• [読解文]:
☆ ☆ ☆ ☆ ☆
2018年6月29日号 Vol.328

絵画と庭園、NYBGの意欲展
「ジョージア・オキーフ:ハワイのビジョン」

庭園
Georgia O'Keeffe: Visions of Hawai'i. Photo courtesy of the New York Botanical Garden

オキーフ画・パイナップルの芽
Georgia O'Keeffe, Pineapple Bud (1939). Courtesy of a private collection, © 2018 Georgia O'Keeffe Museum/Artists Rights Society (ARS), New York.


ブロンクスのニューヨーク・ボタニカル・ガーデン(NYBG)で、「アメリカモダニズムの母」と呼ばれる女流画家、ジョージア・オキーフの「ハワイのビジョン」展が行われている。
1939年、ある広告代理店が、当時ニューヨークに住んでいたオキーフに、「ハワイアン・パイナップル・カンパニー(現・ドール社)の広告用として、絵を描いて欲しい」と、ハワイ旅行を提案。現地で9週間滞在したオキーフはおよそ20点の絵を制作。最終的に、パイナップルの芽を描いた「Pineapple Bud」=写真右=と、ヘリコニアを描いた「Heliconia Crab's Claw Ginger」の2点が、同社パイナップル・ジュースの広告に使用された。
☆ ☆ ☆ ☆ ☆
• [提供資料]:
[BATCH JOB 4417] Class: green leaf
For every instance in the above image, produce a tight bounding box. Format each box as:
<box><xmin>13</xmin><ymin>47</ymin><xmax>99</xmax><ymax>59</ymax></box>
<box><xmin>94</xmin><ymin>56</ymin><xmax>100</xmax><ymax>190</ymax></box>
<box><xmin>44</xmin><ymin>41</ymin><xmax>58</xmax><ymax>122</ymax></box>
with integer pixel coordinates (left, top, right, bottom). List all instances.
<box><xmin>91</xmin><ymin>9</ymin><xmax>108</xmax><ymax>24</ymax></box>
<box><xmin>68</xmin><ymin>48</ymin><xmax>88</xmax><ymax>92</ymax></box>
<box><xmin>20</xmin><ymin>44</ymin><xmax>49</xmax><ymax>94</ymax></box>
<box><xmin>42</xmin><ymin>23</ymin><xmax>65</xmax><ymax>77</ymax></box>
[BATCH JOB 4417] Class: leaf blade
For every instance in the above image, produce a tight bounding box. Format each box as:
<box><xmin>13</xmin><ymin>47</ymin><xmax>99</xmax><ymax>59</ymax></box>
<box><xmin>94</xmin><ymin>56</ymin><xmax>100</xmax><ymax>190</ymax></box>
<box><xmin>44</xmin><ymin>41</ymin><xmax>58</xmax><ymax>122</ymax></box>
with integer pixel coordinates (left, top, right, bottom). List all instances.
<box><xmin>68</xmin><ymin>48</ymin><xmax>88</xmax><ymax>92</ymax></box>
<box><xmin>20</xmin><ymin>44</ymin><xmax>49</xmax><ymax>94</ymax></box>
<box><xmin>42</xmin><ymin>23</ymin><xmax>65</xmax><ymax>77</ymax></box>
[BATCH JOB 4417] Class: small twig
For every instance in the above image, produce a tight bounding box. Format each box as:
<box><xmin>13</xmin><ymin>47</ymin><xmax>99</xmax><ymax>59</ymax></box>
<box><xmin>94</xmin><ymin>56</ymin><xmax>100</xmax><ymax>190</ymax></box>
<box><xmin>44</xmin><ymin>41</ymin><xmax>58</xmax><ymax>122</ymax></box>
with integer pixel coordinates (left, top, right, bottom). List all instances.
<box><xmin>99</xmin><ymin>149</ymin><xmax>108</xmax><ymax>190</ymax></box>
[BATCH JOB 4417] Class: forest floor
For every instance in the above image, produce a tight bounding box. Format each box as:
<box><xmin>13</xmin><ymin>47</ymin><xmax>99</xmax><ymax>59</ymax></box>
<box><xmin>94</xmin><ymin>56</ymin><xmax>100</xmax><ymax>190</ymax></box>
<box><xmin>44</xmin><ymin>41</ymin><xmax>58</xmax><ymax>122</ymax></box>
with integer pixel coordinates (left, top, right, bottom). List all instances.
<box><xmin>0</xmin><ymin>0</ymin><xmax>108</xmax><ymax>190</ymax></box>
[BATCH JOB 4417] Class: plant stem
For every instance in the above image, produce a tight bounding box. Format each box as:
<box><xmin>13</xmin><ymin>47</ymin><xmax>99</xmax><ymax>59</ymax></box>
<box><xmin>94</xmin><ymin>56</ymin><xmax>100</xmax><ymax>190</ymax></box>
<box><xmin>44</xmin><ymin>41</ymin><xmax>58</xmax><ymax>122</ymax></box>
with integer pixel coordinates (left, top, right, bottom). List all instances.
☆ ☆ ☆ ☆ ☆
• [指示内容 A]:
オキーフ展の記事のうち、「2018年6月29日号 Vol.328」から始まり「ビジョン」展が行われている。」で終わる箇所を、「女流画家」を「女性画家」に入れ替えて書き出すこと。
• [指示内容 B]:
オキーフ展の記事を、最後の文の後から続けて書き進めること。

• [最終結果 A]:
2018年6月29日号 Vol.328

絵画と庭園、NYBGの意欲展
「ジョージア・オキーフ:ハワイのビジョン」

庭園
Georgia O'Keeffe: Visions of Hawai'i. Photo courtesy of the New York Botanical Garden

オキーフ画・パイナップルの芽
Georgia O'Keeffe, Pineapple Bud (1939). Courtesy of a private collection, © 2018 Georgia O'Keeffe Museum/Artists Rights Society (ARS), New York.


ブロンクスのニューヨーク・ボタニカル・ガーデン(NYBG)で、「アメリカモダニズムの母」と呼ばれる女性画家、ジョージア・オキーフの「ハワイのビジョン」展が行われている。

• [最終結果 B]:
1940年、彼女の夫で写真家のアルフレッド・スティーグリッツがニューヨークのギャラリー「アメリカン・プレイス」で、その作品群を展示している。
本展は1940年以来、NYでオキーフの同作品シリーズをまとめた初の展示。花のクローズアップやドラマティックな風景画に加え、広告に使用された絵と、その広告も観ることができる。
同時に、「ハワイアン・パラダイス・ガーデン」が登場。当時、オキーフに影響を与えたハワイの庭や景色を再現しようと、300種類以上の植物を植えたトロピカルな庭園だ。また、ハワイ原産だと思っていた植物が、実は1000年前にポリネシアからの入植者によって持ち込まれたものであることも紹介。人間が自然界へ及ぼす影響力や脅威などを来場者へと訴える。
その他、オキーフ同様、ハワイの植物に感銘を受けた現代彫刻家でハワイアン・チャイニーズのマーク・チャイによる野外作品「Heliconia Loop」=表紙写真=も展示。
植物や風景、動物の骨などを描き続けたオキーフをテーマに、自然環境にも注意を向けさせようとする同園の姿勢を感じる意欲展。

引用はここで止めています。